作業内容:
A. 本文のうち「1.世界のトレンドを意識すること」から「な題材だったということです。」までの部分(両端を含む)を、「ワールドニッチ」を「世界的な隙間」に差し替えて書き直してください。
B. 本文では、日本の強みは何だと述べられていますか。

世界で通用する研究を行うには、テーマ選びが非常に重要だと思っています。コツは3つあります。
1.世界のトレンドを意識すること
2.ワールドニッチであること
3.日本の強みを生かすこと
この3つを意識しながら研究を行うことで世界で勝負できる可能性が飛躍的に高まります。
日本の強みは画像診断やバイオマーカーなどの検査データですから、これらを研究の題材とするのがいいと思いますし、日本でしか使われていない薬剤等はワールドニッチという条件を満たします。私が初めてAHAで受賞した演題では、観察研究のデータを無作為化割り付け試験の様に解析する傾向スコアマッチングという手法がトレンドであったためその手法を用いて心筋梗塞後の二次予防としてのアンジオテンシンⅡ受容体拮抗薬(ARB)の効果を検証しました。心筋梗塞後の二次予防薬として日本ほどARBが処方されている国ありませんから、他国では検証しようがない演題だったのでワールドニッチな題材だったということです。

利用データ:

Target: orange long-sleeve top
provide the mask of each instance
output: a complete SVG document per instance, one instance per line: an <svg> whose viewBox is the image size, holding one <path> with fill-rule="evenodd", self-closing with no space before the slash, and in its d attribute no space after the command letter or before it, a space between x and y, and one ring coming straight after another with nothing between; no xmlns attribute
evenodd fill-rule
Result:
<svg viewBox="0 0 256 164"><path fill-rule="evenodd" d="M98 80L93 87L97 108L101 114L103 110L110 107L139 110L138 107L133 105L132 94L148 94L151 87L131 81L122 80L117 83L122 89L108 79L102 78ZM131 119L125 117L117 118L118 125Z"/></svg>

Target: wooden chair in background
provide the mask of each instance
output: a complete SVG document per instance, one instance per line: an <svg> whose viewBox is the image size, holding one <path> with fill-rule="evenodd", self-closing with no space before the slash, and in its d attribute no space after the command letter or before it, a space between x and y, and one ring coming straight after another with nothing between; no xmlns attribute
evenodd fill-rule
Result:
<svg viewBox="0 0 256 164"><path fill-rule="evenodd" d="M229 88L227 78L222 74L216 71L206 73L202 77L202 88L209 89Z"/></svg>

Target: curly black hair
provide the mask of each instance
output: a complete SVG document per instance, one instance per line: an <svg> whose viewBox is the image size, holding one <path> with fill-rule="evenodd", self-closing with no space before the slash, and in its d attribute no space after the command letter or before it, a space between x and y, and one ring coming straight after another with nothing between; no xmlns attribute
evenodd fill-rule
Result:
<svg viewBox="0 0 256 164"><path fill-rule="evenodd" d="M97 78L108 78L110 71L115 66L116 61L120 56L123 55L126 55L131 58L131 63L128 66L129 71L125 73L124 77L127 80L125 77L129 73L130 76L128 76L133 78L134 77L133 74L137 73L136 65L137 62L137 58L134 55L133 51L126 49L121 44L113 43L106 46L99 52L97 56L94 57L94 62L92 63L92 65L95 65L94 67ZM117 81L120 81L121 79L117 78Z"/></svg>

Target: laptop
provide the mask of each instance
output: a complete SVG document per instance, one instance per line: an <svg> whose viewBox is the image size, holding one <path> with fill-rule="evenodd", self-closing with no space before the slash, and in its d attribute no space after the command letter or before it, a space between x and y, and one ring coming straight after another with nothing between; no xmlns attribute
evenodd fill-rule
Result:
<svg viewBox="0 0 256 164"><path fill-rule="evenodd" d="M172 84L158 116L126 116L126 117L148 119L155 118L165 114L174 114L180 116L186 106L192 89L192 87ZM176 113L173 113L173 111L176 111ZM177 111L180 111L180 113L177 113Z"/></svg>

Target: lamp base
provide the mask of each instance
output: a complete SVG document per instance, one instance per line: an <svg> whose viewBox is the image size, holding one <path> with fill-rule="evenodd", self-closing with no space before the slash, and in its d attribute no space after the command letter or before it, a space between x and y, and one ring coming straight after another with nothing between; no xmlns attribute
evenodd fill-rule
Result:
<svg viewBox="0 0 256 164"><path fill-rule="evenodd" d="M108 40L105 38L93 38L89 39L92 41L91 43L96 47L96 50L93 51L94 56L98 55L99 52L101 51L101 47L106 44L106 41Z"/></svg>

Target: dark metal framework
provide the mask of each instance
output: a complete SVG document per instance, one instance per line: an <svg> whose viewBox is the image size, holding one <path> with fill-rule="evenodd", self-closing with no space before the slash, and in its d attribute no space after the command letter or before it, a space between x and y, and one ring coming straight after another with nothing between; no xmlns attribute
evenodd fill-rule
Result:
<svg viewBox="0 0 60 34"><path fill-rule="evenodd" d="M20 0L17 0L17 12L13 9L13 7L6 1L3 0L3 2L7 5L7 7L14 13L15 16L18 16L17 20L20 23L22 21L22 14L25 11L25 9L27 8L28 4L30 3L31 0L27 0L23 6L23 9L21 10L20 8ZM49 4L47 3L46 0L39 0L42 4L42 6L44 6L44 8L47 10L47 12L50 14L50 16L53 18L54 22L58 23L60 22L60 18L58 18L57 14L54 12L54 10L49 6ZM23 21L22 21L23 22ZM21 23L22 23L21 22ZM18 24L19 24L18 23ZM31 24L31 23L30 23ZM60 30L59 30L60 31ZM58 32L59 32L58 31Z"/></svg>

項目別解答:
A.
1.世界のトレンドを意識すること
2.世界的な隙間であること
3.日本の強みを生かすこと
この3つを意識しながら研究を行うことで世界で勝負できる可能性が飛躍的に高まります。
日本の強みは画像診断やバイオマーカーなどの検査データですから、これらを研究の題材とするのがいいと思いますし、日本でしか使われていない薬剤等は世界的な隙間という条件を満たします。私が初めてAHAで受賞した演題では、観察研究のデータを無作為化割り付け試験の様に解析する傾向スコアマッチングという手法がトレンドであったためその手法を用いて心筋梗塞後の二次予防としてのアンジオテンシンⅡ受容体拮抗薬(ARB)の効果を検証しました。心筋梗塞後の二次予防薬として日本ほどARBが処方されている国ありませんから、他国では検証しようがない演題だったので世界的な隙間な題材だったということです。

B. 画像診断やバイオマーカーなどの検査データです。